= Problems =
[A] Answer these questions from the meat export excerpt, one line each:
(i) How many tonnes of meat were exported from July to October this year?
(ii) How many tonnes of meat does Saudi Arabia import?
(iii) Which countries does the Tanzania ambassador to the UAE name as having dominated the market?
[B] Duplicate the part of the meat export excerpt that opens with the words containing "He said however" and closes with "hajj worship annually.".

* begin Page extract *

He said however that from July to October this year, 2,000 tonnes of meat were exported, giving confidence that 4,000 tonnes would be exported reaching July next year.
“Saudi Arabia alone imports 700,000 tonnes of meat, signifying that the country was a huge market. Tanzanians should cease and benefit from this opportunity,” he said. Investment should be done by improving the feeding and fattening of the animals in order to increase the size and weight in order to realise intended financial benefits.
Highlighting available opportunities, Tanzania ambassador to Saudi Arabia Ally Jabair Mwadini said the 34 to 35 million numbers of cattle makes the country a potential market. According to him, apart from residents, the country is highly visited by pilgrims for umrah and hajj worship annually.
“They raise demand for food in a nation that is a desert country where agriculture isn’t giving enough yields. Therefore, the country is a huge market especially to countries that are geographically close to it,” he said.
Tanzania ambassador to the UAE Mohammed Mtonga said despite the opportunities in the Middle East, importers should be prepared to face competition from Pakistan, Brazil, Australia and India that have dominated the market.
“They should also be ready for certification by officials who should necessarily visit Tanzania to inspect abattoirs, understand regulatory systems and the animals’ husbandry,” he said.

* end Page extract *
* begin Provided data *

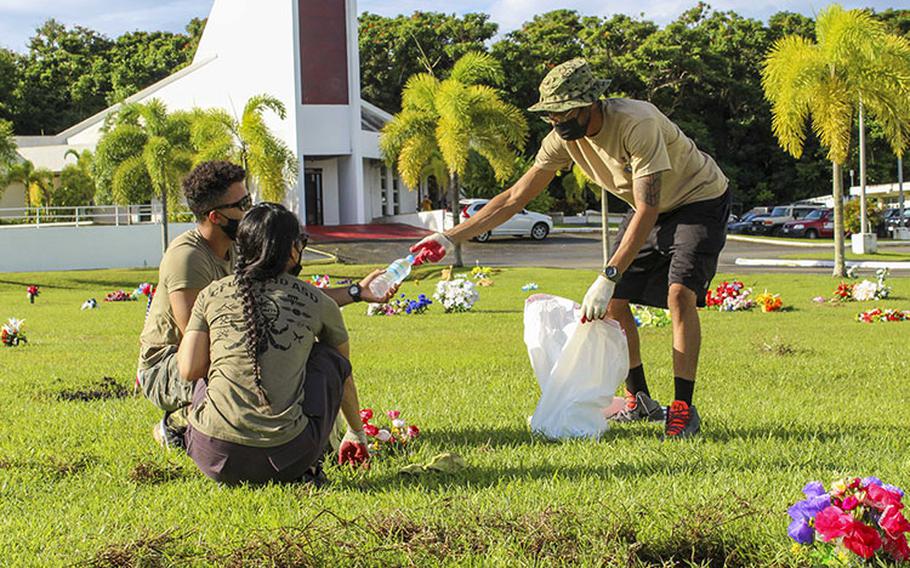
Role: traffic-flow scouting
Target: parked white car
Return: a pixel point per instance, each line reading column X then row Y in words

* end Provided data *

= Outputs by task =
[A]
(i) 2,000 tonnes
(ii) 700,000 tonnes
(iii) Pakistan, Brazil, Australia and India

[B]
He said however that from July to October this year, 2,000 tonnes of meat were exported, giving confidence that 4,000 tonnes would be exported reaching July next year.
“Saudi Arabia alone imports 700,000 tonnes of meat, signifying that the country was a huge market. Tanzanians should cease and benefit from this opportunity,” he said. Investment should be done by improving the feeding and fattening of the animals in order to increase the size and weight in order to realise intended financial benefits.
Highlighting available opportunities, Tanzania ambassador to Saudi Arabia Ally Jabair Mwadini said the 34 to 35 million numbers of cattle makes the country a potential market. According to him, apart from residents, the country is highly visited by pilgrims for umrah and hajj worship annually.